Task prompt
In the WebFinger email below, how are properties (both link and subject-specific properties) identified?

Article
We could use HTTP, but I've never seen that scheme used in IETF documents for this type of thing. I've seen URNs, though.

Paul


-------- Original Message --------
From: Melvin Carvalho <melvincarvalho@gmail.com>
Sent: Sun Oct 06 09:19:42 EDT 2013
To: "Paul E. Jones" <paulej@packetizer.com>
Cc: webfinger <webfinger@ietf.org>
Subject: Re: [webfinger] Registration of a URN for WebFinger Properties

On 5 October 2013 03:22, Paul E. Jones <paulej@packetizer.com> wrote:

>  Folks,
>
> As you know, properties (both link and subject-specific properties) are
> identified via a URI.  For applications that are defined outside the IETF,
> those organizations are able to define any URI they wish to use.  For any
> we might define within the IETF, however, we need something.

Record list
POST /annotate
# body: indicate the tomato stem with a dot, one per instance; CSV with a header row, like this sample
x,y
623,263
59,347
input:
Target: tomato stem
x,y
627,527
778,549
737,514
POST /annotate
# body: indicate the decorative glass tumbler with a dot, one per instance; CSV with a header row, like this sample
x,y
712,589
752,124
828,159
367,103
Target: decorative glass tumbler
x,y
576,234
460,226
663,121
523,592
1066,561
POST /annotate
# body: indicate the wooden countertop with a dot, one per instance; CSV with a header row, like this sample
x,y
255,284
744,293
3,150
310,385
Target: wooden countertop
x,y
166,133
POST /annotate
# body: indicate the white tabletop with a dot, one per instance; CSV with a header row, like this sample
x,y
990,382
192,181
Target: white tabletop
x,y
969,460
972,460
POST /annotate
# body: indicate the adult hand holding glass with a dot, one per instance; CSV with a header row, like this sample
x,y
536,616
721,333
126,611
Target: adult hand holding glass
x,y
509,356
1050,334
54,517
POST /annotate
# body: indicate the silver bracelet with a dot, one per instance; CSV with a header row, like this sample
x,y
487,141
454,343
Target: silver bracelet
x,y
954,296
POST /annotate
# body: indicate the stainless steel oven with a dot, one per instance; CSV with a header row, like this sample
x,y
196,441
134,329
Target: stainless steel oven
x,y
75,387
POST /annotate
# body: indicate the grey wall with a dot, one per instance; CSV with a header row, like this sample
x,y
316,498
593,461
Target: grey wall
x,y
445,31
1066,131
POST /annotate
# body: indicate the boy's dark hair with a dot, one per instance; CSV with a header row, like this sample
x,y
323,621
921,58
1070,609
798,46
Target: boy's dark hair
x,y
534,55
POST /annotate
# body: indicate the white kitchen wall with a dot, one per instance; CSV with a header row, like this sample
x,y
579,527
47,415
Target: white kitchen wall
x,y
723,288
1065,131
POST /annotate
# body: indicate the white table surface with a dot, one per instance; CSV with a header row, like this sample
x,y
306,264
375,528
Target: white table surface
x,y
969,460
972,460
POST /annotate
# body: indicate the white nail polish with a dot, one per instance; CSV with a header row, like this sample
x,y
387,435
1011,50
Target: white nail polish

Correct result
They are identified via a URI.